Provided passage:
# Ww1 Depollier Case Illinois First Dive Watch?



## river rat (Nov 14, 2008)

Just got this today I never known that Illinois made a military watch.





































The case is called a Depollier wire lug case.You twist the crown and it pop up and then you can change the time or wind it then you push down and twist and it lock's so water can't come into the case the first diver?It's has a Illinois 0/3 15 jewel movement.In sept 1919 the a depollier cased watch was used in a world record flight altitude to 34,610 feet.The water proof features of the depollier watch case protected the movement from any change in atmospheric pressure and from sudden drop in temperture to 44 degrees below zero.The serial no is 3333550 made in 1918 who knows could of been used in WW1 only thing missing is a 14K gold disk on the back would of protected the movement from your body heat from a old ad I read the disc would of had USA and a number on it proberly sold for the gold years ago.


----------



## Nalu (Nov 28, 2003)

The Depolliers aren't really dive watches, made more for survival in a harsh field environment.

Generally, the first true diver's watch is considered to be this Longines:


----------



## river rat (Nov 14, 2008)

Here are some cool advertisements.



















I know it was not rated to go very deep but they did test it in the water from the advertisements.


----------



## ditchdiger (Jun 23, 2007)

i like

interesting thread all round


----------



## zx10r (Apr 10, 2009)

Wow very interesting. I bet they have some stories behind them


----------



## James (Jul 17, 2006)

Nice piece

First screw down crowns with gasket appeared in American pocket watches from the 1800's

Here is an interesting double cased piece though, really the top of the military and or transitional pieces in my mind

http://www.thewatchforum.co.uk/index.php?s...6&hl=double


----------



## river rat (Nov 14, 2008)

James said:


> Nice piece
> 
> First screw down crowns with gasket appeared in American pocket watches from the 1800's
> 
> ...


Thanks James that is one nice Zenith with a double case.Here is how the Depollier case works.










This is the closed position










This is the open position when you twist the crown it is spring loaded so it pop's open you can then wind it then pull one more time then you can change the time.


----------

Aim:
Echo the Depollier watch thread in full, word for word. The listing that comes next has no connection to the Depollier watch thread.

Records:
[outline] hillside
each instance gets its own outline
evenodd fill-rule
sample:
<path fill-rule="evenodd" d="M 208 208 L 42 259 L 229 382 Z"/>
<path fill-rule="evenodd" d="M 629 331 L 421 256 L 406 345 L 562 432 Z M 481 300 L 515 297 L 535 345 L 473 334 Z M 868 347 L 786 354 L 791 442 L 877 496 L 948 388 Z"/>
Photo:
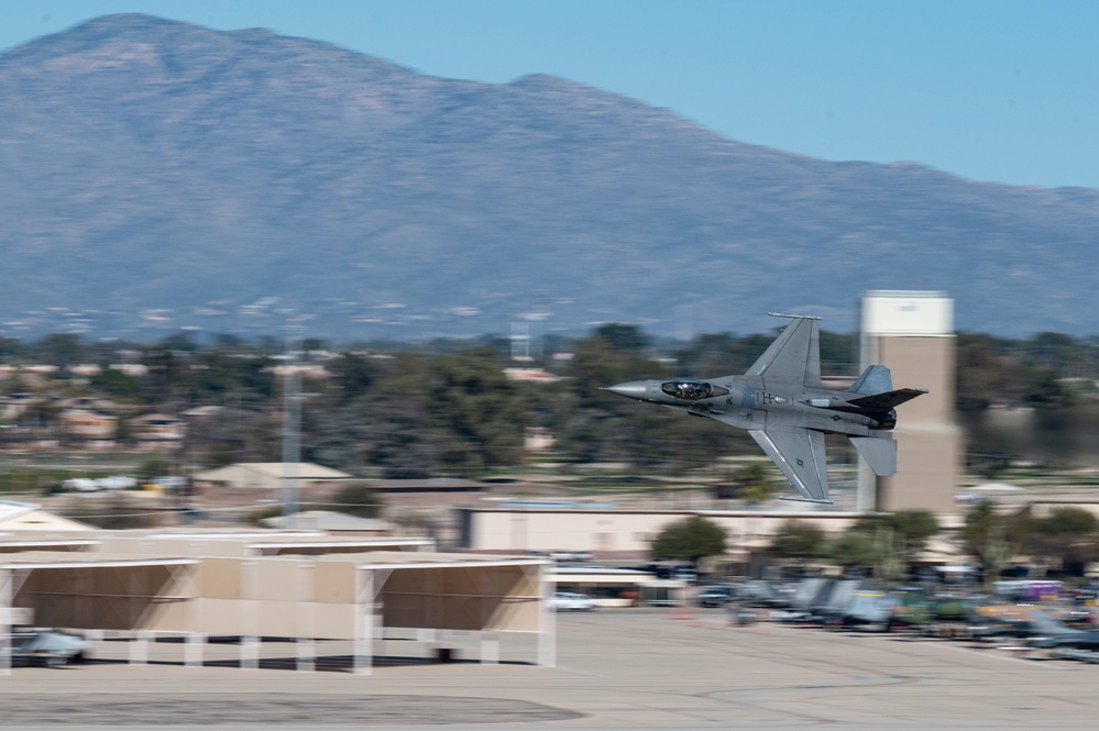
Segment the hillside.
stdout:
<path fill-rule="evenodd" d="M 3 53 L 0 97 L 7 334 L 851 330 L 866 289 L 947 290 L 965 330 L 1099 330 L 1095 190 L 827 163 L 561 78 L 136 14 Z"/>

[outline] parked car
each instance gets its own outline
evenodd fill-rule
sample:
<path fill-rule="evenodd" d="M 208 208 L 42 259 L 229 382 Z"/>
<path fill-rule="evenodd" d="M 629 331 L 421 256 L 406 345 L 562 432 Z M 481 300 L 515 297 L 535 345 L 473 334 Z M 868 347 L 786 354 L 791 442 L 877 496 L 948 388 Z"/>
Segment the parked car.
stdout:
<path fill-rule="evenodd" d="M 12 632 L 11 654 L 17 663 L 59 667 L 84 662 L 88 656 L 88 643 L 67 632 Z"/>
<path fill-rule="evenodd" d="M 694 600 L 700 607 L 724 607 L 736 599 L 736 588 L 728 584 L 715 584 L 699 589 Z"/>
<path fill-rule="evenodd" d="M 546 600 L 546 606 L 553 611 L 592 611 L 595 609 L 595 600 L 586 594 L 557 591 Z"/>

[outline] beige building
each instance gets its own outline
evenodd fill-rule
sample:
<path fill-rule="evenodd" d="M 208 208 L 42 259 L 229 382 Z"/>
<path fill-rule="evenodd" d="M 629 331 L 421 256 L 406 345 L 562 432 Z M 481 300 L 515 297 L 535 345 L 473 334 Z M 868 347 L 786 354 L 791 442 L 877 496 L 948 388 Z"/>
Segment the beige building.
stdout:
<path fill-rule="evenodd" d="M 259 638 L 277 636 L 297 640 L 299 669 L 314 667 L 318 643 L 342 641 L 329 652 L 350 651 L 341 662 L 362 673 L 387 640 L 403 653 L 430 654 L 468 645 L 472 633 L 482 662 L 496 662 L 506 635 L 532 633 L 536 642 L 517 641 L 515 651 L 553 663 L 546 560 L 296 532 L 96 538 L 79 547 L 59 536 L 56 549 L 14 541 L 30 550 L 0 550 L 0 675 L 9 672 L 13 622 L 114 632 L 131 641 L 131 662 L 145 662 L 147 642 L 166 634 L 186 638 L 186 664 L 200 666 L 207 636 L 235 635 L 240 666 L 256 667 Z"/>
<path fill-rule="evenodd" d="M 0 500 L 0 535 L 7 531 L 95 531 L 94 525 L 43 510 L 33 502 Z"/>
<path fill-rule="evenodd" d="M 944 292 L 867 292 L 860 346 L 864 368 L 883 365 L 894 388 L 930 392 L 898 409 L 897 474 L 876 477 L 860 465 L 857 509 L 955 511 L 963 436 L 954 413 L 954 301 Z"/>
<path fill-rule="evenodd" d="M 815 510 L 585 510 L 580 507 L 460 508 L 461 547 L 497 553 L 590 551 L 634 557 L 669 523 L 701 516 L 724 528 L 730 552 L 746 554 L 768 545 L 788 520 L 803 520 L 828 532 L 845 530 L 857 513 Z M 609 556 L 608 556 L 609 557 Z"/>
<path fill-rule="evenodd" d="M 210 469 L 195 475 L 202 483 L 220 483 L 226 487 L 243 489 L 282 489 L 289 478 L 301 484 L 328 483 L 348 479 L 351 475 L 311 462 L 284 464 L 282 462 L 240 462 L 228 467 Z"/>

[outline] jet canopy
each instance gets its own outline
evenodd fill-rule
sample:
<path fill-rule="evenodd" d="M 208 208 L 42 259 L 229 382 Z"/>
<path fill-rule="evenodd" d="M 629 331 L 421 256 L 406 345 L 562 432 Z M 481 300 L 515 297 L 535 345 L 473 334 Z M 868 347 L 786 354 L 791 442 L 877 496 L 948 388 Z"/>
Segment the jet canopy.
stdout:
<path fill-rule="evenodd" d="M 660 385 L 660 390 L 668 396 L 674 396 L 678 399 L 686 401 L 725 396 L 729 392 L 727 388 L 714 386 L 704 380 L 669 380 Z"/>

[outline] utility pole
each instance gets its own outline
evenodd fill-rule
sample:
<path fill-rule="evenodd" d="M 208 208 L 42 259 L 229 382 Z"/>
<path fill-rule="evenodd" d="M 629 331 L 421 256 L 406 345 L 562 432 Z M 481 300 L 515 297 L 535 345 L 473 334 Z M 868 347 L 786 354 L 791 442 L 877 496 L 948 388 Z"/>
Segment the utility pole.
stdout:
<path fill-rule="evenodd" d="M 283 378 L 283 518 L 285 528 L 296 528 L 298 512 L 298 464 L 301 462 L 301 388 L 294 356 L 298 325 L 286 325 L 286 358 Z"/>

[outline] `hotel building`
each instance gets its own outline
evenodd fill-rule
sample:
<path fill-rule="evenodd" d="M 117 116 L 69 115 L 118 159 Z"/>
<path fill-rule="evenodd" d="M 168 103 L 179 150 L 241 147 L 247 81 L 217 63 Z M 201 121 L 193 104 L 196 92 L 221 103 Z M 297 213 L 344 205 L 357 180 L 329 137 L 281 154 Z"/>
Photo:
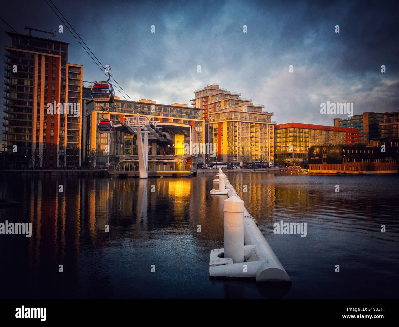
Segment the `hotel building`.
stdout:
<path fill-rule="evenodd" d="M 240 93 L 217 84 L 194 92 L 193 107 L 201 109 L 205 121 L 205 142 L 213 143 L 215 157 L 209 161 L 242 165 L 243 162 L 274 160 L 273 113 L 263 111 L 265 106 L 254 103 Z"/>
<path fill-rule="evenodd" d="M 78 115 L 47 114 L 47 104 L 81 108 L 83 66 L 67 63 L 68 43 L 6 34 L 12 39 L 12 45 L 4 47 L 3 139 L 7 153 L 0 167 L 80 166 L 80 111 Z"/>
<path fill-rule="evenodd" d="M 359 143 L 367 144 L 380 137 L 380 124 L 383 121 L 382 113 L 364 112 L 345 119 L 334 118 L 334 126 L 358 129 Z"/>
<path fill-rule="evenodd" d="M 288 161 L 307 160 L 310 147 L 358 142 L 359 131 L 354 128 L 298 123 L 275 126 L 275 157 Z"/>
<path fill-rule="evenodd" d="M 188 125 L 192 126 L 198 135 L 196 136 L 196 142 L 203 142 L 205 123 L 200 110 L 189 107 L 187 105 L 162 105 L 157 103 L 154 100 L 144 99 L 137 101 L 128 101 L 121 100 L 118 97 L 115 97 L 112 103 L 91 104 L 93 105 L 85 108 L 87 111 L 84 118 L 83 134 L 85 142 L 83 145 L 83 160 L 84 161 L 88 161 L 94 152 L 96 152 L 97 156 L 96 164 L 97 166 L 104 166 L 109 162 L 105 152 L 108 142 L 107 134 L 99 133 L 97 128 L 101 120 L 110 119 L 115 125 L 124 124 L 125 117 L 135 117 L 138 113 L 140 116 L 152 121 L 159 121 L 161 123 L 174 123 L 175 125 L 180 124 L 182 129 Z M 123 136 L 123 155 L 136 155 L 136 140 L 133 135 L 126 134 Z M 152 153 L 150 145 L 149 147 L 149 151 Z M 156 153 L 155 149 L 154 151 Z M 201 154 L 198 156 L 198 162 L 203 162 L 203 156 Z"/>
<path fill-rule="evenodd" d="M 372 142 L 373 141 L 371 141 Z M 383 141 L 382 143 L 384 143 Z M 309 172 L 317 174 L 397 174 L 397 142 L 386 144 L 385 152 L 379 144 L 366 146 L 336 145 L 309 148 Z"/>

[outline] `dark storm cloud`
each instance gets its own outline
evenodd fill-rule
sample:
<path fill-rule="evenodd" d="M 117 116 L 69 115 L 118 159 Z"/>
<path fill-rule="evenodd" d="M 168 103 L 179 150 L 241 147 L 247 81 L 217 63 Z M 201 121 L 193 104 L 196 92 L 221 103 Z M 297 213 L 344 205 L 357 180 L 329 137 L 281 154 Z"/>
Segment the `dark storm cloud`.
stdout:
<path fill-rule="evenodd" d="M 331 125 L 333 117 L 320 113 L 327 100 L 353 102 L 355 114 L 398 109 L 393 2 L 53 1 L 133 100 L 188 103 L 210 81 L 264 103 L 278 123 L 308 117 Z M 3 6 L 20 33 L 25 25 L 57 30 L 62 24 L 44 1 Z M 83 65 L 84 79 L 102 78 L 65 26 L 57 38 L 70 43 L 69 61 Z"/>

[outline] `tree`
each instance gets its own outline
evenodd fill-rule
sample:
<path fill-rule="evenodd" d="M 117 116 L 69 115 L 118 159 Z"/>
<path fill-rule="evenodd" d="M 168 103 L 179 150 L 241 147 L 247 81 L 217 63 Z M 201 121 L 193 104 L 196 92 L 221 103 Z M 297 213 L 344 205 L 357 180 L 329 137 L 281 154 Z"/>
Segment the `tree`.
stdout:
<path fill-rule="evenodd" d="M 100 156 L 97 149 L 91 150 L 86 156 L 86 161 L 87 163 L 87 167 L 89 168 L 94 168 L 97 158 Z"/>
<path fill-rule="evenodd" d="M 261 164 L 261 166 L 263 167 L 263 163 L 266 161 L 266 158 L 263 155 L 261 155 L 259 157 L 259 161 Z"/>

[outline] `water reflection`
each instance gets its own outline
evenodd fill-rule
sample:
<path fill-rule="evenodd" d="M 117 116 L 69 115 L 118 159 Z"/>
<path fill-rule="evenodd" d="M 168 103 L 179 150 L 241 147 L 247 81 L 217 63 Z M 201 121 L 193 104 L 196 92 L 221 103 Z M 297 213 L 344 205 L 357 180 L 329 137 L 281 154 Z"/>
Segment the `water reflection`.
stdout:
<path fill-rule="evenodd" d="M 33 232 L 0 235 L 0 276 L 10 281 L 2 297 L 353 298 L 399 290 L 397 176 L 228 177 L 292 286 L 209 279 L 209 252 L 223 247 L 226 198 L 209 194 L 213 176 L 6 178 L 0 194 L 21 204 L 0 210 L 1 221 L 32 222 Z M 274 234 L 281 219 L 307 222 L 308 236 Z M 14 286 L 21 279 L 28 286 Z"/>

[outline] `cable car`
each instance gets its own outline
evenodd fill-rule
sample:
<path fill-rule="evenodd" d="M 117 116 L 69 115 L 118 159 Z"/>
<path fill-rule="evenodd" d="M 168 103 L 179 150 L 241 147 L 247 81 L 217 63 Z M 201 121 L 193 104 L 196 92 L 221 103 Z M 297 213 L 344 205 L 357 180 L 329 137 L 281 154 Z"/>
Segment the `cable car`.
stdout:
<path fill-rule="evenodd" d="M 112 120 L 101 120 L 98 126 L 100 134 L 112 134 L 114 133 L 115 127 Z"/>
<path fill-rule="evenodd" d="M 98 103 L 114 102 L 115 91 L 112 85 L 108 81 L 99 82 L 91 88 L 91 98 Z"/>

Final result:
# Ww1 Depollier Case Illinois First Dive Watch?



## river rat (Nov 14, 2008)

Just got this today I never known that Illinois made a military watch.





































The case is called a Depollier wire lug case.You twist the crown and it pop up and then you can change the time or wind it then you push down and twist and it lock's so water can't come into the case the first diver?It's has a Illinois 0/3 15 jewel movement.In sept 1919 the a depollier cased watch was used in a world record flight altitude to 34,610 feet.The water proof features of the depollier watch case protected the movement from any change in atmospheric pressure and from sudden drop in temperture to 44 degrees below zero.The serial no is 3333550 made in 1918 who knows could of been used in WW1 only thing missing is a 14K gold disk on the back would of protected the movement from your body heat from a old ad I read the disc would of had USA and a number on it proberly sold for the gold years ago.


----------



## Nalu (Nov 28, 2003)

The Depolliers aren't really dive watches, made more for survival in a harsh field environment.

Generally, the first true diver's watch is considered to be this Longines:


----------



## river rat (Nov 14, 2008)

Here are some cool advertisements.



















I know it was not rated to go very deep but they did test it in the water from the advertisements.


----------



## ditchdiger (Jun 23, 2007)

i like

interesting thread all round


----------



## zx10r (Apr 10, 2009)

Wow very interesting. I bet they have some stories behind them


----------



## James (Jul 17, 2006)

Nice piece

First screw down crowns with gasket appeared in American pocket watches from the 1800's

Here is an interesting double cased piece though, really the top of the military and or transitional pieces in my mind

http://www.thewatchforum.co.uk/index.php?s...6&hl=double


----------



## river rat (Nov 14, 2008)

James said:


> Nice piece
> 
> First screw down crowns with gasket appeared in American pocket watches from the 1800's
> 
> ...


Thanks James that is one nice Zenith with a double case.Here is how the Depollier case works.










This is the closed position










This is the open position when you twist the crown it is spring loaded so it pop's open you can then wind it then pull one more time then you can change the time.


----------